Please rewrite the stretch of items from the line containing "like [(66, 78)]." through the line containing "[(591, 229)]", changing "parked atv" to "parked all-terrain vehicle" and leaving everything else as it is.

--- START OF RECORDS FOR THE EXERCISE ---

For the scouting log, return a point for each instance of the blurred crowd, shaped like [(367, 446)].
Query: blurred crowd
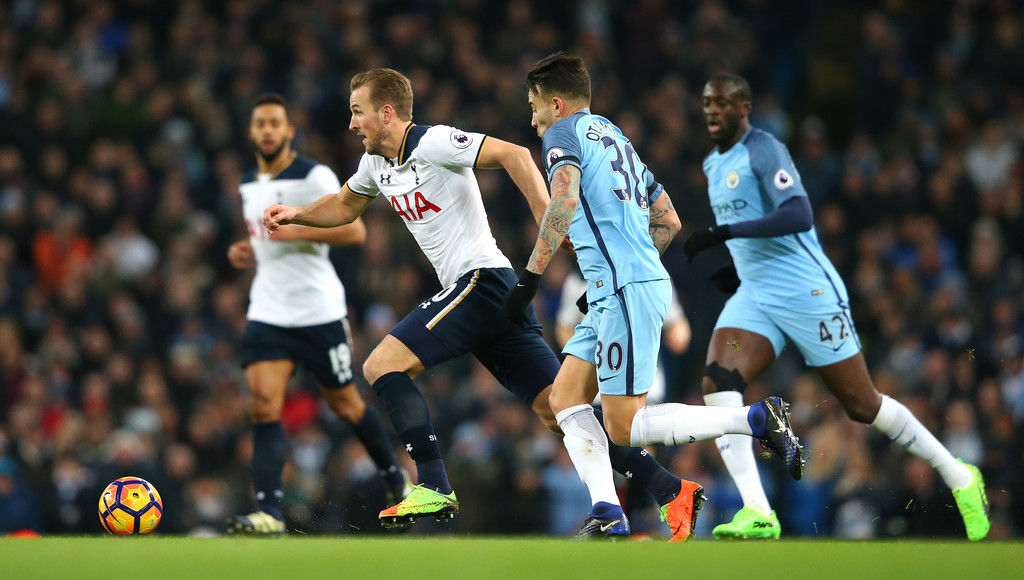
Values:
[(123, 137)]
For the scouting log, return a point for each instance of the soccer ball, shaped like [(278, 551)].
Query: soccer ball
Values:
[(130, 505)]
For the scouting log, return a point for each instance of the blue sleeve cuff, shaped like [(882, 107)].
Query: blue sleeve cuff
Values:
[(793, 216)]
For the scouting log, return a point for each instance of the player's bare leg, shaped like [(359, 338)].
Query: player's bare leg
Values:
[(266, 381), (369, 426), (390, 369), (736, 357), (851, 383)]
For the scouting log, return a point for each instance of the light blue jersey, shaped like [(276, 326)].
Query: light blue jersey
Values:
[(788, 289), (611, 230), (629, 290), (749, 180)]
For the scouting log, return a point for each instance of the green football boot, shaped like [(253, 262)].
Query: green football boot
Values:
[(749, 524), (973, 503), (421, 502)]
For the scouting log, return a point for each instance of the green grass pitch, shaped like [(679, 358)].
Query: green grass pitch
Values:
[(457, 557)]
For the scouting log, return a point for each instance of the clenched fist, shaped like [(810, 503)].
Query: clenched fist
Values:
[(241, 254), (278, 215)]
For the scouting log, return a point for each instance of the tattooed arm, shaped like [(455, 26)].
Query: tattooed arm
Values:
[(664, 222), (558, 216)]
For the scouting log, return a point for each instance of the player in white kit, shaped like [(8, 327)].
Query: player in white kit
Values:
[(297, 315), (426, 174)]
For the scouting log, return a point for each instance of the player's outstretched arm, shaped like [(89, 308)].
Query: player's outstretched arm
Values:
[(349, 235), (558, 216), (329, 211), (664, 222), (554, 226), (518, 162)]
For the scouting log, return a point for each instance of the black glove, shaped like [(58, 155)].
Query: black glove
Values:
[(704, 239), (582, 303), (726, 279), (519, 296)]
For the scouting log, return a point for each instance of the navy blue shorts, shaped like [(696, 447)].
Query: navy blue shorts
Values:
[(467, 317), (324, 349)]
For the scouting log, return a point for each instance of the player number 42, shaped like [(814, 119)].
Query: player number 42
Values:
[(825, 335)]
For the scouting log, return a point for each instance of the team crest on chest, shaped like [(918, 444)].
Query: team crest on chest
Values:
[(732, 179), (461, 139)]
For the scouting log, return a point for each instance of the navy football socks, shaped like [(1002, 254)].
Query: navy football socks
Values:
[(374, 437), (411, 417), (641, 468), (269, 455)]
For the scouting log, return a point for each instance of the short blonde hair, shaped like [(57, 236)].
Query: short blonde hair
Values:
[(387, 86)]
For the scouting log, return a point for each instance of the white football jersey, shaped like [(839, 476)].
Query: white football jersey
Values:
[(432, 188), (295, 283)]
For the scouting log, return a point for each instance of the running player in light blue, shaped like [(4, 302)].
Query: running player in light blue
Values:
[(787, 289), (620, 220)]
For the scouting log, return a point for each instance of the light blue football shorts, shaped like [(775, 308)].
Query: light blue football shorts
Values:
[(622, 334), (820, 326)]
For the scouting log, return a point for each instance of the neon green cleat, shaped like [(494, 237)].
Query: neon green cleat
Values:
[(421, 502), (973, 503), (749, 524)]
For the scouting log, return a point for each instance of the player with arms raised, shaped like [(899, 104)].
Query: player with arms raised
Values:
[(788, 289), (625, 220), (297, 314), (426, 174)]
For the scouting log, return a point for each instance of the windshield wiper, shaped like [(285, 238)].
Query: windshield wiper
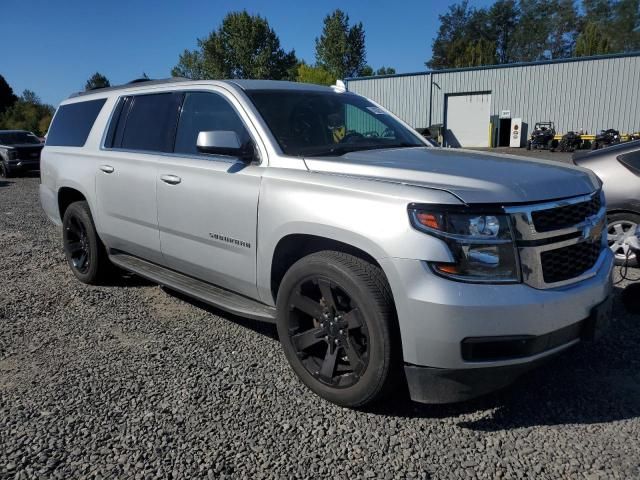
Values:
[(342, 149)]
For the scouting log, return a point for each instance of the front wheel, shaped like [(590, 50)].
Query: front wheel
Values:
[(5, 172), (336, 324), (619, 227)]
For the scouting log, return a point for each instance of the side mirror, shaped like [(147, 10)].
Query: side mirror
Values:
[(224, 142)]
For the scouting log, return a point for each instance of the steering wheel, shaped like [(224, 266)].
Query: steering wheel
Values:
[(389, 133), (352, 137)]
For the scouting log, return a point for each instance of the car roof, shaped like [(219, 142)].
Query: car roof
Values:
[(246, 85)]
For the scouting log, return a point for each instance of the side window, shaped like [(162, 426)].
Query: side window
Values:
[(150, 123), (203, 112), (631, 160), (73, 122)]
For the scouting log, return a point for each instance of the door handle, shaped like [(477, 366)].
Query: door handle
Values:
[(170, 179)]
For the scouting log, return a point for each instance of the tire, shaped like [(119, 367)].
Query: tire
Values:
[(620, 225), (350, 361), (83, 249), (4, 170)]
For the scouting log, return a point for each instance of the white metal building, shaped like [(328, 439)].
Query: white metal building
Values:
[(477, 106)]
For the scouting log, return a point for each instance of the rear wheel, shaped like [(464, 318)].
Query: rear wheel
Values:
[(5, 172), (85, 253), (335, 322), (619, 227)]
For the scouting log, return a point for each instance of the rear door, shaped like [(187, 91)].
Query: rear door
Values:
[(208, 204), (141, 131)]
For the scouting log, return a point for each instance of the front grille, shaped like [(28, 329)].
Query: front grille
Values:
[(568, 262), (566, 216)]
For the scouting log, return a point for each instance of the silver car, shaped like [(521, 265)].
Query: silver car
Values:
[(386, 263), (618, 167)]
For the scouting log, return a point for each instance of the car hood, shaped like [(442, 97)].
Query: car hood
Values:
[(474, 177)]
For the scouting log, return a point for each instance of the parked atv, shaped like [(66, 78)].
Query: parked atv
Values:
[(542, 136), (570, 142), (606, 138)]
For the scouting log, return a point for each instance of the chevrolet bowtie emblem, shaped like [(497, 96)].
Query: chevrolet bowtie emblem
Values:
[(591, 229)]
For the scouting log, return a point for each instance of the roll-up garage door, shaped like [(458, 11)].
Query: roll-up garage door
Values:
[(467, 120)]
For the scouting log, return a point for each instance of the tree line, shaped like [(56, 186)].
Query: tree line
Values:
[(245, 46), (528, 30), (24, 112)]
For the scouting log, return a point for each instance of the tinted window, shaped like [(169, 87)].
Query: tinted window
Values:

--- END OF RECORDS FOR THE EXERCISE ---

COMPLETED TASK:
For the scouting log, return a point for each instance of the parked all-terrain vehicle, shaped like [(66, 78)].
Query: parked all-terrain vehicle
Values:
[(542, 136), (570, 142), (606, 138)]
For the scouting log, return a point for each instance of the chevrolet bowtie emblem, shaped like [(497, 96)].
Query: chevrolet bowtie emblem
Values:
[(591, 229)]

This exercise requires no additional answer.